Stored data entries:
....

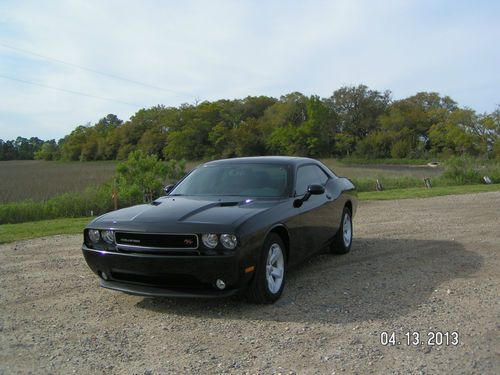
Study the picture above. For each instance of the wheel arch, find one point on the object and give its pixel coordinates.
(282, 231)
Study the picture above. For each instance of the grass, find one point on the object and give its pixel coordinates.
(425, 193)
(39, 180)
(34, 229)
(23, 231)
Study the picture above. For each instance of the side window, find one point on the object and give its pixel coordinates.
(307, 175)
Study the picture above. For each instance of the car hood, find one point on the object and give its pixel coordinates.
(179, 213)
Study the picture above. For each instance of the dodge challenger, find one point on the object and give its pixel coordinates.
(229, 226)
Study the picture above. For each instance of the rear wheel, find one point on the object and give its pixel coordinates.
(269, 279)
(343, 238)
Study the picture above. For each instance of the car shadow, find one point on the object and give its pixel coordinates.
(378, 279)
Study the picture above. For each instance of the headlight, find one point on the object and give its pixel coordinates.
(229, 241)
(108, 236)
(210, 240)
(94, 235)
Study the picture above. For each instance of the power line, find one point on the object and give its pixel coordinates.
(96, 71)
(68, 91)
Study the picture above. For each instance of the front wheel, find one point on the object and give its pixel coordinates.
(343, 238)
(269, 279)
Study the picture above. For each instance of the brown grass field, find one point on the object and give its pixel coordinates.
(39, 180)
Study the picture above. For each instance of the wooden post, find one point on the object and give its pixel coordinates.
(115, 195)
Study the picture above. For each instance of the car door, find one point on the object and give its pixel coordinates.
(314, 215)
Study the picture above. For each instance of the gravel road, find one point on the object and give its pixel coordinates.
(427, 265)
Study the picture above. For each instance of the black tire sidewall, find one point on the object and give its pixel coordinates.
(261, 272)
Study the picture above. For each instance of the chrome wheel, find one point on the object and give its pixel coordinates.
(347, 230)
(275, 268)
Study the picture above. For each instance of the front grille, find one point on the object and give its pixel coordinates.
(156, 241)
(166, 281)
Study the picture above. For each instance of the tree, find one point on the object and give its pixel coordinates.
(357, 109)
(142, 177)
(48, 151)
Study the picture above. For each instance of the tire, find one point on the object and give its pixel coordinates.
(342, 241)
(269, 279)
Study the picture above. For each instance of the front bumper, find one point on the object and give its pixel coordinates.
(170, 275)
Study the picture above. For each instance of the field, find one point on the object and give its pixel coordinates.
(438, 276)
(40, 180)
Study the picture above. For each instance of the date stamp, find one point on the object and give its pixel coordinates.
(417, 338)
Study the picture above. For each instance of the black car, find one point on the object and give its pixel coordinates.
(228, 226)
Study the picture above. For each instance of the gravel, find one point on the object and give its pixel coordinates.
(426, 265)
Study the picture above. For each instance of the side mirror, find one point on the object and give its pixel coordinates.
(313, 189)
(167, 189)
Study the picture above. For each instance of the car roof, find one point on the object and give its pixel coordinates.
(290, 160)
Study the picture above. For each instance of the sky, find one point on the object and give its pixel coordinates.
(69, 63)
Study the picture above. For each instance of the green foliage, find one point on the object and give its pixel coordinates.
(142, 177)
(354, 120)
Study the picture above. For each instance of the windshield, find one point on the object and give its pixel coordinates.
(249, 180)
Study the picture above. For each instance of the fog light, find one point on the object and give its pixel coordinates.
(94, 235)
(108, 236)
(220, 284)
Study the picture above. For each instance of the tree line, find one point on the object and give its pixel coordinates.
(353, 121)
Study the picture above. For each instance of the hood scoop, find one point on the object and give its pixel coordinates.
(227, 204)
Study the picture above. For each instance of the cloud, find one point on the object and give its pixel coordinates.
(231, 49)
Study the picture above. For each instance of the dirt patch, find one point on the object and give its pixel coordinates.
(429, 265)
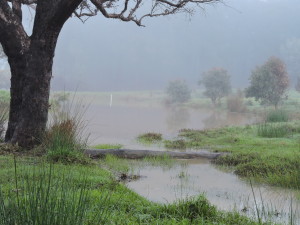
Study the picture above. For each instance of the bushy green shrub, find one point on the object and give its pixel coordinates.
(277, 116)
(66, 137)
(3, 118)
(45, 196)
(273, 130)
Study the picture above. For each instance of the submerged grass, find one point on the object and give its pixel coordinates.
(274, 130)
(278, 115)
(275, 160)
(107, 146)
(35, 192)
(149, 138)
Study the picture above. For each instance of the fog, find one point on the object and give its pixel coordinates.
(109, 55)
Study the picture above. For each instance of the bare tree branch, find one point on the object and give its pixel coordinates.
(158, 8)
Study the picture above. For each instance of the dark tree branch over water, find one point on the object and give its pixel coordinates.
(31, 57)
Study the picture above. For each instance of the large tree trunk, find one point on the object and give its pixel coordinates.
(31, 59)
(30, 87)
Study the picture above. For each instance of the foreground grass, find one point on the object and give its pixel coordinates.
(275, 160)
(35, 192)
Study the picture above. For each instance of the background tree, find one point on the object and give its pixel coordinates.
(31, 56)
(2, 55)
(290, 52)
(297, 86)
(269, 82)
(216, 83)
(178, 91)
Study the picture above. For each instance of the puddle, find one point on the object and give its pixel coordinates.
(223, 189)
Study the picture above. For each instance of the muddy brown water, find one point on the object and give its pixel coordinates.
(222, 188)
(122, 124)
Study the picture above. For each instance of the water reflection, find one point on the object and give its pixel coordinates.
(122, 124)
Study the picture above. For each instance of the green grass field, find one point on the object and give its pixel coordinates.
(273, 160)
(33, 191)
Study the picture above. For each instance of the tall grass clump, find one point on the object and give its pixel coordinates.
(273, 130)
(42, 195)
(66, 137)
(277, 116)
(3, 118)
(149, 138)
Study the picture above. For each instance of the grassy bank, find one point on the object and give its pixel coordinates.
(269, 152)
(35, 192)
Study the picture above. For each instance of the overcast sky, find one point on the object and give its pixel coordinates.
(109, 55)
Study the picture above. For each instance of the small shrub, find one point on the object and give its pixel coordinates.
(277, 116)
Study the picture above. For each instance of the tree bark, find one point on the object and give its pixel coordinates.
(30, 88)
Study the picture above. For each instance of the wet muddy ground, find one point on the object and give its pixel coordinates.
(222, 188)
(122, 124)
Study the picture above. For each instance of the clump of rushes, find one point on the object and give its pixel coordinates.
(149, 138)
(175, 144)
(44, 195)
(3, 117)
(66, 138)
(107, 146)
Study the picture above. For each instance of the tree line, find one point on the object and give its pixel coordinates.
(269, 83)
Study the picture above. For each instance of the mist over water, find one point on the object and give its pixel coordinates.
(122, 124)
(109, 55)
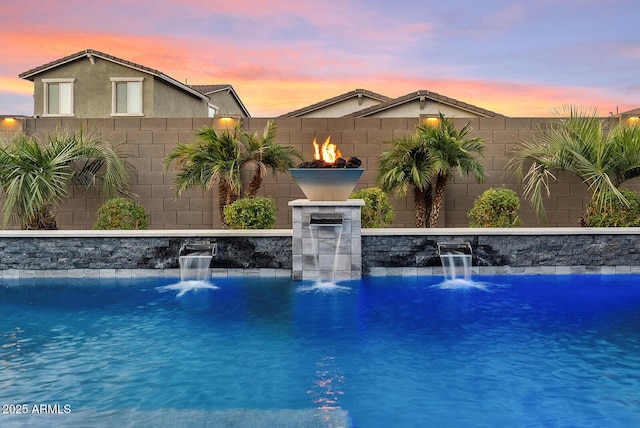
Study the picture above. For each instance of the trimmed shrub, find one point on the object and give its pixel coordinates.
(377, 211)
(617, 215)
(251, 213)
(123, 214)
(496, 207)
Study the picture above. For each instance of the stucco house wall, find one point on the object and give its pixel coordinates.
(147, 141)
(92, 91)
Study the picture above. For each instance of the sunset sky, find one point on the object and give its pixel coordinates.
(518, 58)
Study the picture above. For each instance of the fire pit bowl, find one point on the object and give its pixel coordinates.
(326, 184)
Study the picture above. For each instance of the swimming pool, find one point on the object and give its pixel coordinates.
(402, 352)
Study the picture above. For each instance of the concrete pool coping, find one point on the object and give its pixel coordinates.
(386, 252)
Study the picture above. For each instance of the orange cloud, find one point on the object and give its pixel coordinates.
(273, 80)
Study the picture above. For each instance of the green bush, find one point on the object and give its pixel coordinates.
(617, 215)
(496, 207)
(121, 213)
(377, 211)
(251, 213)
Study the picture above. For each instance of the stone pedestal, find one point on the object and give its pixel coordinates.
(344, 216)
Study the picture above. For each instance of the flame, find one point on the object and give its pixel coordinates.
(329, 151)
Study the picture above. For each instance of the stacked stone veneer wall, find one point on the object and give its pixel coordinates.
(384, 252)
(148, 140)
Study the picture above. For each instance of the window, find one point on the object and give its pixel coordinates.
(127, 96)
(212, 111)
(58, 97)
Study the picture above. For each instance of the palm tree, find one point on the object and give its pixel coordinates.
(580, 144)
(408, 165)
(451, 149)
(425, 161)
(35, 177)
(266, 154)
(214, 157)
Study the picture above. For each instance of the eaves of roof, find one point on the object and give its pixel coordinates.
(634, 112)
(211, 89)
(335, 100)
(423, 95)
(90, 53)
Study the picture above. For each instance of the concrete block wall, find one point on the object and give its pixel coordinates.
(147, 141)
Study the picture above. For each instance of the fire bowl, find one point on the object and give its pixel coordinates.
(326, 184)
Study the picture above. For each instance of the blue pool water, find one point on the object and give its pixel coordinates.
(560, 351)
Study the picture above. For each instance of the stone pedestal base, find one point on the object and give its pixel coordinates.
(344, 218)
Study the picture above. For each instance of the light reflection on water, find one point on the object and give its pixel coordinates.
(184, 287)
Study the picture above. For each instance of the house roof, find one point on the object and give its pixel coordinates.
(423, 95)
(90, 54)
(356, 93)
(634, 112)
(211, 89)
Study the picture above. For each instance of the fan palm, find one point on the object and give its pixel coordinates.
(450, 149)
(264, 153)
(408, 165)
(35, 177)
(214, 157)
(425, 161)
(580, 144)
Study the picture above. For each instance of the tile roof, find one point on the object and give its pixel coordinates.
(90, 53)
(634, 112)
(423, 95)
(211, 89)
(335, 100)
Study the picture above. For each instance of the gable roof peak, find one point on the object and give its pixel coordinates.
(91, 53)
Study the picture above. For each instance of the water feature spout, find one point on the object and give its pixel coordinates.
(195, 259)
(326, 233)
(455, 259)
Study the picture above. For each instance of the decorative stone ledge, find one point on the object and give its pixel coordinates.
(268, 253)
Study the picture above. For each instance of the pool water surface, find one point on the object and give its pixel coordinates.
(514, 350)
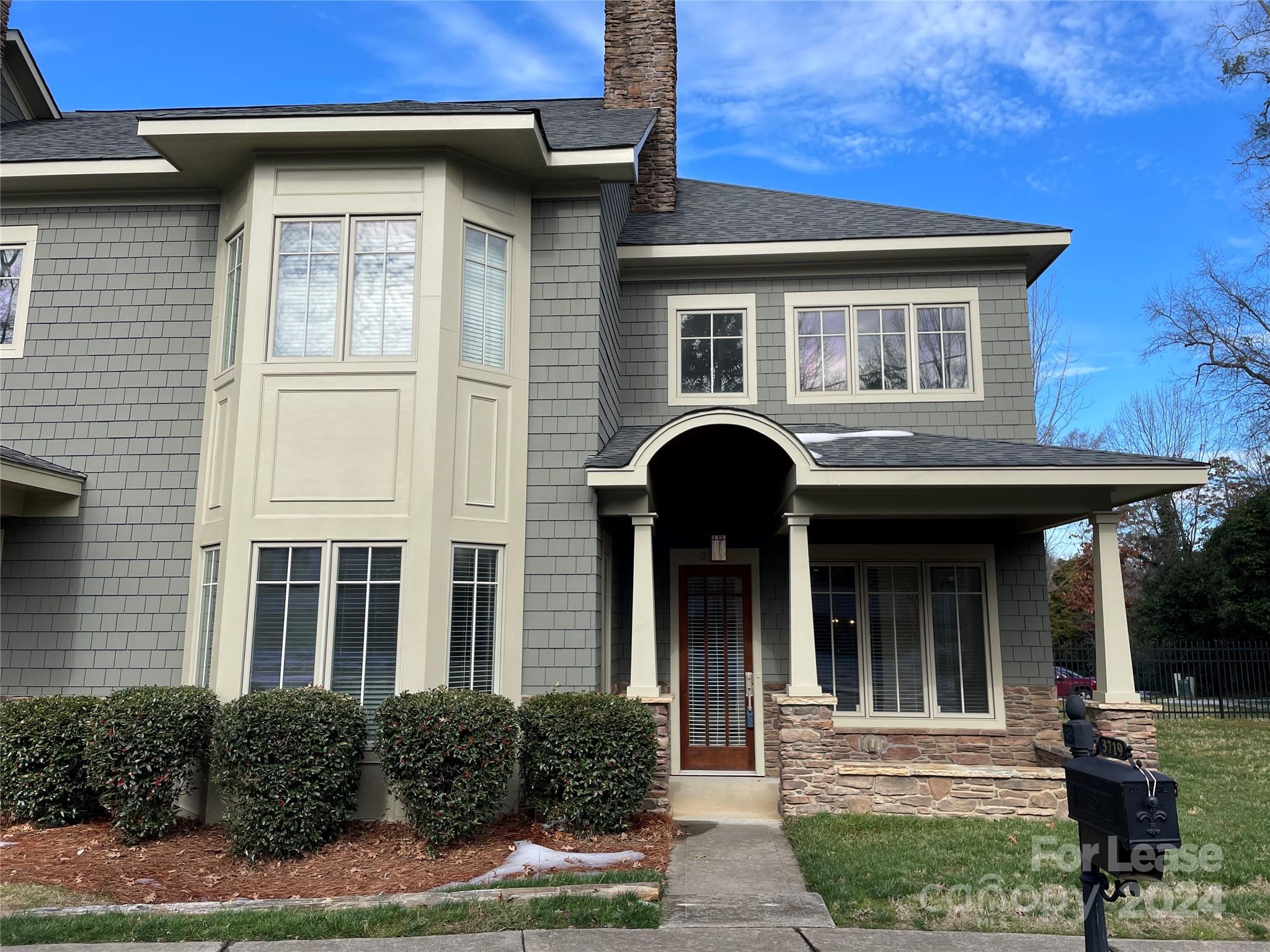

....

● Work task
Exactly as written, set down the lines from the line holding "Study the picture above. For each instance of the water feature" to the last line of the data, both ends included, pictures excluded.

● Written answer
Study the picture above. For each instance of the water feature spout, find one point on the object and give its pixel coordinates.
(195, 259)
(326, 233)
(455, 259)
Study the picture above. For each instance of the decorative stone ledge, find one point on the object and give its pixel coordinates.
(268, 253)
Study the picture above. For each instance of the pool water surface, find one point on the object and give its pixel coordinates.
(514, 350)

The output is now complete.